*** PASSAGE TO READ
I wouldn't know. I hardly ever introduce a good-aligned dragon in my games, since they have so much potential to become a crutch ("Let's go ask the dragon to help us kill those hobgoblins!") or a glory-hound ("Why is the dragon getting all the credit for killing those hobgoblins?") They're around in my campaigns, but they're pretty consistently off-camera except when an event is affecting a vast region. For invasions or sudden mass undead uprisings, they come out of their dressing rooms.


I usually have a draconic-type creature in my campaigns, which in Faerûn and the like, is often an actual silver dragon using alternate form a lot. The Faerûnian party in question may occasionally ask for advice from said dragon, but actively soliciting help tends to cost them in platinum, which they're not fond of doing! They also run into him regularly in various guises, but they're not yet aware of most of his humanoid identities. :)

Silver Crusade

The trick to having functional dragons is to make them characters and make them have things of their own to deal with.

When the PCs are the only ones doing anything and their story is the only story, you start having issues of why the silver dragon can't fry those goblins.
******
OBJECTIVE 1:
Reproduce the part of the dragon passage starting with "I usually have" and going on through "humanoid identities. :)".
OBJECTIVE 2:
Convert the rows, starting with the line with "mint green shirt." and going on through the last row, into a two-column CSV with headers "instruction" and "marks". Give one line per row, with each field in quotes and line breaks replaced by spaces.
*** DATASET EXTRACT
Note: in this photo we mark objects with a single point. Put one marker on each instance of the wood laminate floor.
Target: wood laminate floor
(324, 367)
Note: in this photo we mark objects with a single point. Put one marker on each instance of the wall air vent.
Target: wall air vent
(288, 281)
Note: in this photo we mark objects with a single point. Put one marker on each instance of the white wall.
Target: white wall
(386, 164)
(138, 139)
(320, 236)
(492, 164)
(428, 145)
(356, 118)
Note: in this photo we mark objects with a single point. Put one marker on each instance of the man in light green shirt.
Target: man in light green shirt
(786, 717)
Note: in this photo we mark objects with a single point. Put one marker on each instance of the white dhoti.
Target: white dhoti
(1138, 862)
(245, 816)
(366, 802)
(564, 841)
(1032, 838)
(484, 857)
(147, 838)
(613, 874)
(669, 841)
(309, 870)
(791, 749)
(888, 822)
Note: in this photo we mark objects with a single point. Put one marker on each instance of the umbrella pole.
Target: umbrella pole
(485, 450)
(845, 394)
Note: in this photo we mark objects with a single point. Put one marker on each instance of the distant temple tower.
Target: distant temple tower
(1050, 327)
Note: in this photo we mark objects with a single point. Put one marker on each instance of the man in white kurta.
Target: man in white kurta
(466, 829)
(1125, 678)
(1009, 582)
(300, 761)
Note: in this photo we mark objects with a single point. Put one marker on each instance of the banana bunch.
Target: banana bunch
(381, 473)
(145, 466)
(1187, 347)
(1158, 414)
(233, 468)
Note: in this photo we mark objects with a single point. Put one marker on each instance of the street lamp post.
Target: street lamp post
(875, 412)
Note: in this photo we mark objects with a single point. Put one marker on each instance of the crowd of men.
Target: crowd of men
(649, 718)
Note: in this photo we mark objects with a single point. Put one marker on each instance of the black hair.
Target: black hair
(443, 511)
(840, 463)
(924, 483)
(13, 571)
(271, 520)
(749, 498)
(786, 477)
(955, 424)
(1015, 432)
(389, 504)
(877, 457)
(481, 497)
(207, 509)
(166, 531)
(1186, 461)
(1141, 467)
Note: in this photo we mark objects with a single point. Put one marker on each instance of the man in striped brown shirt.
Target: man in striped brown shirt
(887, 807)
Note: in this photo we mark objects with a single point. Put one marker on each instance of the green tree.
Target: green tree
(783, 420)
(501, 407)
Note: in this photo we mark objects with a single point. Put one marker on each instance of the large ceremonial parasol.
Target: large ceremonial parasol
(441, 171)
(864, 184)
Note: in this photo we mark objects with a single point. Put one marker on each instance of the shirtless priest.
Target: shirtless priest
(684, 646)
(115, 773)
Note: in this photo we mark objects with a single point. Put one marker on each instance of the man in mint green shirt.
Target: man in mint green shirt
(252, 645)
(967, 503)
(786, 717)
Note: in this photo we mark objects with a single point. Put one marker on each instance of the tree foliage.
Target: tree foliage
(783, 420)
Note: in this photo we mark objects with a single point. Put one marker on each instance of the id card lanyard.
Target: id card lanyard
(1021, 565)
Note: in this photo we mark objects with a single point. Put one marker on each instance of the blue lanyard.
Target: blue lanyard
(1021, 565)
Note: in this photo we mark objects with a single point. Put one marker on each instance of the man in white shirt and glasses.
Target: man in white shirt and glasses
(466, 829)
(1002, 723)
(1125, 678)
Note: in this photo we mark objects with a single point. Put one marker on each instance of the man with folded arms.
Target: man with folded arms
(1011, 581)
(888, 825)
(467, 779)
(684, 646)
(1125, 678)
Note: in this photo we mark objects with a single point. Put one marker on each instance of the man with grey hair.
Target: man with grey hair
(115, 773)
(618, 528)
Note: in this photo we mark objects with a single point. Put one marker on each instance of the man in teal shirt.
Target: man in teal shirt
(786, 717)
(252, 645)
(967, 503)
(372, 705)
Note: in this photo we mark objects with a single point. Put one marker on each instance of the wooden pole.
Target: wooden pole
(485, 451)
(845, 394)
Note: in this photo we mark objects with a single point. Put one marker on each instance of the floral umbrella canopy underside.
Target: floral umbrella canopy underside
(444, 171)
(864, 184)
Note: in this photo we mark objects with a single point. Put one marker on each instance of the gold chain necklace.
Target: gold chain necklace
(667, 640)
******
PROBLEM SOLUTION 1:
I usually have a draconic-type creature in my campaigns, which in Faerûn and the like, is often an actual silver dragon using alternate form a lot. The Faerûnian party in question may occasionally ask for advice from said dragon, but actively soliciting help tends to cost them in platinum, which they're not fond of doing! They also run into him regularly in various guises, but they're not yet aware of most of his humanoid identities. :)

PROBLEM SOLUTION 2:
instruction,marks
"Note: in this photo we mark objects with a single point. Put one marker on each instance of the man in mint green shirt. Target: man in mint green shirt","(252, 645) (967, 503) (786, 717)"
"Note: in this photo we mark objects with a single point. Put one marker on each instance of the tree foliage. Target: tree foliage","(783, 420)"
"Note: in this photo we mark objects with a single point. Put one marker on each instance of the id card lanyard. Target: id card lanyard","(1021, 565)"
"Note: in this photo we mark objects with a single point. Put one marker on each instance of the blue lanyard. Target: blue lanyard","(1021, 565)"
"Note: in this photo we mark objects with a single point. Put one marker on each instance of the man in white shirt and glasses. Target: man in white shirt and glasses","(466, 829) (1002, 723) (1125, 678)"
"Note: in this photo we mark objects with a single point. Put one marker on each instance of the man with folded arms. Target: man with folded arms","(1011, 581) (888, 825) (467, 779) (684, 646) (1125, 678)"
"Note: in this photo we mark objects with a single point. Put one marker on each instance of the man with grey hair. Target: man with grey hair","(115, 773) (618, 528)"
"Note: in this photo we mark objects with a single point. Put one marker on each instance of the man in teal shirt. Target: man in teal shirt","(786, 717) (252, 645) (967, 503) (372, 705)"
"Note: in this photo we mark objects with a single point. Put one marker on each instance of the wooden pole. Target: wooden pole","(485, 451) (845, 394)"
"Note: in this photo we mark objects with a single point. Put one marker on each instance of the floral umbrella canopy underside. Target: floral umbrella canopy underside","(444, 171) (864, 184)"
"Note: in this photo we mark objects with a single point. Put one marker on each instance of the gold chain necklace. Target: gold chain necklace","(667, 640)"